**LATIHAN 1**: Sebutkan semua hal tentang perempuan yang menurut teks bacaan selalu menarik untuk dikaji.
**LATIHAN 2**: Ketik ulang bagian teks bacaan yang dimulai dengan kata-kata "Perempuan merupakan sosok" dan berakhir pada "laju perkembangan masyarakat.".

**TEKS BACAAN**:
********************
Page 25 - Perempuan Dalam Gerakan Kebangsaan
P. 25
Dra. Triana Wulandari, M.SI., dkk (eds.)
Hal ini, menurut Kartini, merupakan indikasi kurangnya
pendidikan akhlak di kalangan atas masyarakat Jawa. Dalam suratnya
tertanggal 12 Januari 1900 yang ditujukan kepada Stella
Zeehandelaar, Kartini menceritakan tentang nota yang dikirim oleh
ayahnya, Bupati Sosroningrat kepada Pemerintah Hindia Belanda
tentang perlunya pengajaran diberikan kepada rakyat Jawa: Kata
Ayah dalam notanya: Pemerintah tidak mungkin dapat menyediakan
nasi di piring bagi setiap orang Jawa untuk dimakannya, tetapi apa
yang dapat dilakukan oleh Pemerintah ialah memberikan kepadanya
daya upaya agar ia mencapai tempat di mana makanan itu terdapat.
Daya upaya ini ialah: Pengajaran... ...(Kartini dalam Sulastin 1979:31).
Perempuan merupakan sosok yang selalu menarik untuk dikaji
baik eksistensi, karakteristik maupun problematikanya yang
senantiasa timbul seiring dengan laju perkembangan masyarakat.
********************
**DATA TERCATAT**:
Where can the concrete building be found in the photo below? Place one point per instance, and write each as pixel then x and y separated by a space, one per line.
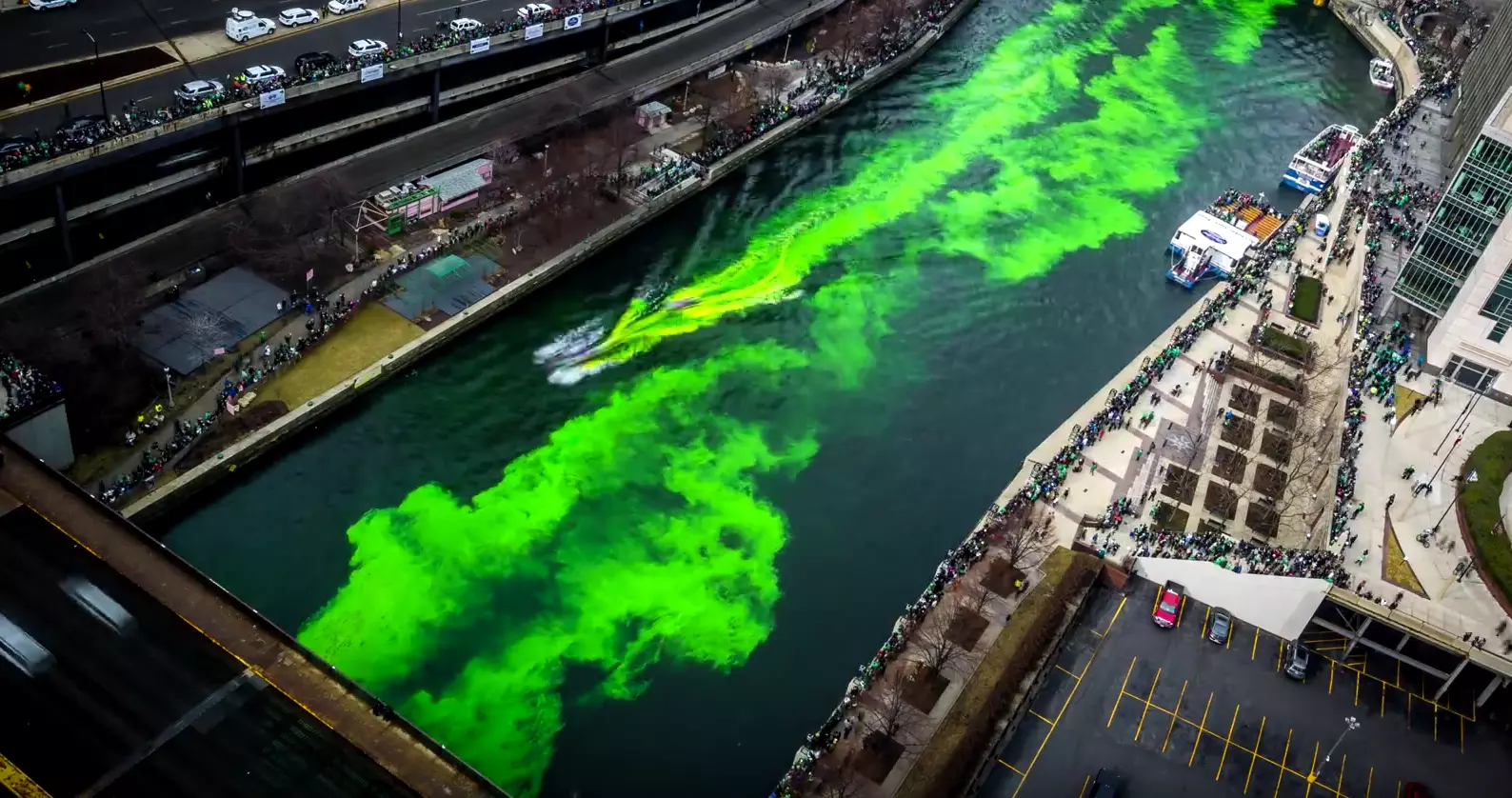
********************
**JAWABAN YANG DIHARAPKAN 1**: eksistensi, karakteristik, problematika

**JAWABAN YANG DIHARAPKAN 2**:
Perempuan merupakan sosok yang selalu menarik untuk dikaji
baik eksistensi, karakteristik maupun problematikanya yang
senantiasa timbul seiring dengan laju perkembangan masyarakat.